▶ **Work required**
Arrange the entries from their first line through the line containing "target: colorful kite", inclusive, as a Markdown table with the columns No. and Text. Put a row number under No. and the line itself under Text, and leave out any blank lines.

+++

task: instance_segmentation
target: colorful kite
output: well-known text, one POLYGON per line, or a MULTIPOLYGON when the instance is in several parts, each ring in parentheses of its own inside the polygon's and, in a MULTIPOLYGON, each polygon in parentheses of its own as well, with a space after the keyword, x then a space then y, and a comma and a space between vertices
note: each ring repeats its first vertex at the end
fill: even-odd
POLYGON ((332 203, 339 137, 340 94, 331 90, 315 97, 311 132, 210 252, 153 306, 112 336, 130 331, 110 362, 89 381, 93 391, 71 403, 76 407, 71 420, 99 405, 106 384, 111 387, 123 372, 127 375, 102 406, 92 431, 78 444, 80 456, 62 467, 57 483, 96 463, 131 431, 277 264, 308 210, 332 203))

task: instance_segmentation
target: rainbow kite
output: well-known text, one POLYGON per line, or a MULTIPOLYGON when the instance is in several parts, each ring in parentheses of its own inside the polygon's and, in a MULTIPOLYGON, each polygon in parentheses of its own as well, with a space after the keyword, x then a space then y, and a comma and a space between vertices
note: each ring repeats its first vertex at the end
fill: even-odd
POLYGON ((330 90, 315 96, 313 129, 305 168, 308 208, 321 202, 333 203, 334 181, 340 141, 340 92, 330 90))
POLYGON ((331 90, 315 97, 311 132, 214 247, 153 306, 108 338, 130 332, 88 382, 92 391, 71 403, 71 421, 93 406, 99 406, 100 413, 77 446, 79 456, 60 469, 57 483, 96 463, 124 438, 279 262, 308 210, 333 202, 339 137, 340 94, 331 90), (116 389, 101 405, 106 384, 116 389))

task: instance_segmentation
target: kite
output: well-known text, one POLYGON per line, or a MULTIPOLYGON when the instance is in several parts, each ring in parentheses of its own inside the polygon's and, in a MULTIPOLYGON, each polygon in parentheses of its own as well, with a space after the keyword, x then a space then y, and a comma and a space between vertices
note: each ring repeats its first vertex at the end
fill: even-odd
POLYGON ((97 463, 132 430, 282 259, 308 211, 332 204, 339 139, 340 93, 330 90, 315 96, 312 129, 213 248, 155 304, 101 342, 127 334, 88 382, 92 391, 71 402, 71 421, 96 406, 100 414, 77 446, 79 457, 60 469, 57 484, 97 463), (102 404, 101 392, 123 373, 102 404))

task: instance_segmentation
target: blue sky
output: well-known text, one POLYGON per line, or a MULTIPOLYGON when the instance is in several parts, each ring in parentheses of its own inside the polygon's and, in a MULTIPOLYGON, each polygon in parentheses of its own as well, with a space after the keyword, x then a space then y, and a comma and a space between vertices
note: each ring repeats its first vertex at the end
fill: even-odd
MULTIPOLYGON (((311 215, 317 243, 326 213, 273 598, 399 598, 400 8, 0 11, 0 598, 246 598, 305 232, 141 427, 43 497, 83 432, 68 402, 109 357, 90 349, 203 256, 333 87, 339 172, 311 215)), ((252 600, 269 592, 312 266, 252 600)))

+++

▶ **Exercise response**
| No. | Text |
|---|---|
| 1 | task: instance_segmentation |
| 2 | target: colorful kite |